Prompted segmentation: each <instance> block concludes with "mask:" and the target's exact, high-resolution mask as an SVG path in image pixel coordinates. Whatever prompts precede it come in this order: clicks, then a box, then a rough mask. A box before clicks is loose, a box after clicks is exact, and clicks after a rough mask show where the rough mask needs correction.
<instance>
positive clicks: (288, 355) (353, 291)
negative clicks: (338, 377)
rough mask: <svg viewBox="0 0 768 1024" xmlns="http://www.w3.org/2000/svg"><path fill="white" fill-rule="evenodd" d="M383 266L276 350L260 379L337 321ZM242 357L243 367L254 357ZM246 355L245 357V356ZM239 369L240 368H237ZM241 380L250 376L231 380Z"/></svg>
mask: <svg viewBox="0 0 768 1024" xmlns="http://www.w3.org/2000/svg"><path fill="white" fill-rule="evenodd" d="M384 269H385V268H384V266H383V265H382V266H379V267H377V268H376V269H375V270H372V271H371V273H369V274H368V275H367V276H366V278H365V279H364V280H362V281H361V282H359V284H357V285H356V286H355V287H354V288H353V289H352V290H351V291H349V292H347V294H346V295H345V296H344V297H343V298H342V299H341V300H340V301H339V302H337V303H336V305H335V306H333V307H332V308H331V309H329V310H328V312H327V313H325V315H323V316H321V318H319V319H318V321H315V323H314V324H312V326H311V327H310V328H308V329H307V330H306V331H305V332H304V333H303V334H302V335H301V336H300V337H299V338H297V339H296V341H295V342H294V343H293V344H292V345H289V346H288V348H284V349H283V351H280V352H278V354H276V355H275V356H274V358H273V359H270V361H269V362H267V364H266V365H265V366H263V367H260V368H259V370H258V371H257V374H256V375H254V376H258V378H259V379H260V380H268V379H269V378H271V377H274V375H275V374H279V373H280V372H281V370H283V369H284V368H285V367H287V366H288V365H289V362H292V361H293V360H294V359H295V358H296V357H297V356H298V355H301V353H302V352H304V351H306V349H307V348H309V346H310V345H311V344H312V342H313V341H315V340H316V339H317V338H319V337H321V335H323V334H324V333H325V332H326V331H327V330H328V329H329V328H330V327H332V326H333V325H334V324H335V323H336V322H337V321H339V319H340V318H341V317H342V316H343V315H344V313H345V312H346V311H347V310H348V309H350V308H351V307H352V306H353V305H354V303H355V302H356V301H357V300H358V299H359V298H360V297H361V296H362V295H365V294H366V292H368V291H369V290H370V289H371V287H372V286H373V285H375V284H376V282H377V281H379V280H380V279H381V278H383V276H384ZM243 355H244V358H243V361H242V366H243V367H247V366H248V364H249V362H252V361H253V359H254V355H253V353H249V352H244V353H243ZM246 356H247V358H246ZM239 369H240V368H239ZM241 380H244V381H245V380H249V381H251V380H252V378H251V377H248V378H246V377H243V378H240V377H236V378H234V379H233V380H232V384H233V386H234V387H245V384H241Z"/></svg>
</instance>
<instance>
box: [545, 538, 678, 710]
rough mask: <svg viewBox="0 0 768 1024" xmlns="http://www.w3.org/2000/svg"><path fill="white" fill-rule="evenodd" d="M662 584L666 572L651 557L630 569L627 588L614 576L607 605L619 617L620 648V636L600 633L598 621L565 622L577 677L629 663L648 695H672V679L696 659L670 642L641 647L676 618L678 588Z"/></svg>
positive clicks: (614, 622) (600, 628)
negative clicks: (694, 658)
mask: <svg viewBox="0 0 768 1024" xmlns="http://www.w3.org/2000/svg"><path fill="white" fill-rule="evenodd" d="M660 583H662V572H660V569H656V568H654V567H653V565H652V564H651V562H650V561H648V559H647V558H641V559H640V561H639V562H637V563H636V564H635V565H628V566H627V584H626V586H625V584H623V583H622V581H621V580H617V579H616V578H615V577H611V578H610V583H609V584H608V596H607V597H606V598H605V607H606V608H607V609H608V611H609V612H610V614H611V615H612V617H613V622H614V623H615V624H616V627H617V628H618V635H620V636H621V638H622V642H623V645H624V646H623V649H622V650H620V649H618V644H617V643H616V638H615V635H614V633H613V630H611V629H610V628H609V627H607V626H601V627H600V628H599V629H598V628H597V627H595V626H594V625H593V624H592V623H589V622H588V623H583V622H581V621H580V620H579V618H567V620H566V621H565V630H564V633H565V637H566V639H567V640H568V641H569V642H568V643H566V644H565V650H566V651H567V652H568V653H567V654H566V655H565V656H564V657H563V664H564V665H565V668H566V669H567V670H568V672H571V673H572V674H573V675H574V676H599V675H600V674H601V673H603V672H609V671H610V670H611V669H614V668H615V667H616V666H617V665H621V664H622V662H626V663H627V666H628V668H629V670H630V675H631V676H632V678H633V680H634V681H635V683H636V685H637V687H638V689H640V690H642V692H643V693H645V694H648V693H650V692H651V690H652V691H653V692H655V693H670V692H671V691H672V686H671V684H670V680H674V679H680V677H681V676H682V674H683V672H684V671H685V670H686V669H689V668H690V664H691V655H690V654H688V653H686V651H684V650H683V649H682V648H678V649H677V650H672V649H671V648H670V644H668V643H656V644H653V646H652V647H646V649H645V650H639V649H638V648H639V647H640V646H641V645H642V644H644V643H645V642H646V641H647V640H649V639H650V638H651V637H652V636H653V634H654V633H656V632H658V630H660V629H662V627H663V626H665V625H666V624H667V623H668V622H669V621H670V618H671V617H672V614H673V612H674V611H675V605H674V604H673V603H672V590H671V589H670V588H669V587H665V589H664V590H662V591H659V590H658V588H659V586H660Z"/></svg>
- - - -
Copy all of the items above again, swapping every "rough mask" for "coarse mask" and leaving everything else as it is.

> Expected answer:
Prompted segmentation: each <instance> block concludes with "mask:" and the target's exact, high-resolution mask as an SVG path in image pixel coordinates. Whatever prompts precede it come in this order: clicks, then a box, then a coarse mask. A box before clicks is loose, a box after clicks is exact, and clicks after a coarse mask show where the coarse mask needs correction.
<instance>
positive clicks: (288, 355) (353, 291)
negative clicks: (338, 377)
coarse mask: <svg viewBox="0 0 768 1024" xmlns="http://www.w3.org/2000/svg"><path fill="white" fill-rule="evenodd" d="M383 266L276 350L260 379L337 321ZM242 357L243 367L254 357ZM246 355L245 357V356ZM239 369L240 368H237ZM241 380L250 376L231 380Z"/></svg>
mask: <svg viewBox="0 0 768 1024" xmlns="http://www.w3.org/2000/svg"><path fill="white" fill-rule="evenodd" d="M384 269H385V268H384V266H383V265H382V266H379V267H377V268H376V269H375V270H372V271H371V273H369V274H368V275H367V276H366V278H365V279H364V280H362V281H361V282H359V284H357V285H356V286H355V287H354V288H353V289H352V290H351V291H349V292H347V294H346V295H345V296H344V297H343V298H342V299H341V300H340V301H339V302H337V303H336V305H335V306H333V307H332V308H331V309H329V310H328V312H327V313H325V315H323V316H321V318H319V319H318V321H315V323H314V324H312V326H311V327H310V328H308V329H307V330H306V331H305V332H304V333H303V334H302V335H301V336H300V337H299V338H297V339H296V341H295V342H294V343H293V344H292V345H289V346H288V348H284V349H283V351H280V352H278V354H276V355H275V356H274V358H273V359H270V361H269V362H267V364H266V365H265V366H263V367H260V368H259V370H258V371H257V374H256V375H254V376H258V378H259V379H260V380H268V379H269V378H271V377H274V375H275V374H279V373H280V372H281V370H283V369H284V368H285V367H287V366H288V365H289V362H292V361H293V360H294V359H295V358H296V357H297V356H298V355H301V353H302V352H304V351H306V349H307V348H309V346H310V345H311V344H312V342H313V341H315V340H316V339H317V338H319V337H321V335H323V334H324V333H325V332H326V331H327V330H328V329H329V328H330V327H332V326H333V325H334V324H335V323H336V322H337V321H339V319H340V318H341V317H342V316H343V315H344V313H345V312H346V311H347V310H348V309H350V308H351V307H352V306H353V305H354V303H355V302H356V301H357V300H358V299H359V298H360V297H361V296H362V295H365V294H366V292H368V291H369V290H370V289H371V287H372V286H373V285H375V284H376V282H377V281H379V280H380V279H381V278H383V276H384ZM243 355H244V358H243V361H242V366H243V367H247V366H248V364H249V362H252V361H253V359H254V355H253V353H249V352H244V353H243ZM246 356H247V358H246ZM239 369H240V368H239ZM241 380H244V381H245V380H249V381H251V380H252V378H251V377H248V378H246V377H243V378H240V377H236V378H234V379H233V380H232V384H233V386H234V387H245V384H241Z"/></svg>
</instance>
<instance>
box: [545, 538, 678, 710]
coarse mask: <svg viewBox="0 0 768 1024" xmlns="http://www.w3.org/2000/svg"><path fill="white" fill-rule="evenodd" d="M662 584L666 572L651 557L630 569L627 588L614 576L607 605L619 617L620 648V636L600 633L598 621L565 622L577 677L629 663L648 695H672V679L696 659L670 642L641 647L676 618L678 588Z"/></svg>
positive clicks: (614, 622) (600, 628)
negative clicks: (694, 658)
mask: <svg viewBox="0 0 768 1024" xmlns="http://www.w3.org/2000/svg"><path fill="white" fill-rule="evenodd" d="M660 583H662V572H660V569H656V568H654V567H653V565H652V564H651V562H650V561H648V559H647V558H641V559H640V561H639V562H637V563H636V564H635V565H628V566H627V584H626V586H625V584H623V583H622V581H621V580H617V579H616V578H615V577H611V578H610V583H609V584H608V596H607V597H606V598H605V607H606V608H607V609H608V611H609V612H610V614H611V615H612V617H613V622H614V623H615V624H616V627H617V628H618V635H620V636H621V638H622V642H623V645H624V646H623V649H622V650H620V649H618V644H617V643H616V638H615V635H614V633H613V630H611V629H610V628H609V627H607V626H601V627H600V628H599V629H598V628H597V627H595V626H594V625H593V624H592V623H589V622H588V623H583V622H581V621H580V620H579V618H567V620H566V621H565V630H564V633H565V637H566V639H567V640H568V641H569V642H568V643H566V644H565V650H566V651H567V652H568V653H567V654H566V655H565V656H564V657H563V664H564V665H565V668H566V669H567V670H568V672H571V673H572V674H573V675H574V676H599V675H600V674H601V673H603V672H609V671H610V670H611V669H614V668H615V667H616V666H617V665H621V664H622V662H626V663H627V666H628V668H629V670H630V675H631V676H632V678H633V680H634V681H635V683H636V685H637V687H638V689H640V690H642V692H643V693H645V694H648V693H650V692H651V690H652V691H653V692H655V693H670V692H671V691H672V686H671V684H670V680H674V679H680V677H681V676H682V674H683V672H684V671H685V670H686V669H689V668H690V664H691V655H690V654H688V653H686V651H684V650H683V649H682V648H678V649H677V650H672V649H671V648H670V644H668V643H656V644H653V646H652V647H646V649H645V650H639V649H638V648H639V647H640V646H641V645H642V644H644V643H645V642H646V641H647V640H649V639H650V638H651V637H652V636H653V634H654V633H656V632H658V630H660V629H662V627H663V626H665V625H666V624H667V623H668V622H669V621H670V618H671V617H672V614H673V612H674V611H675V605H674V604H673V603H672V590H671V589H670V588H669V587H665V589H664V590H662V591H659V590H658V588H659V586H660Z"/></svg>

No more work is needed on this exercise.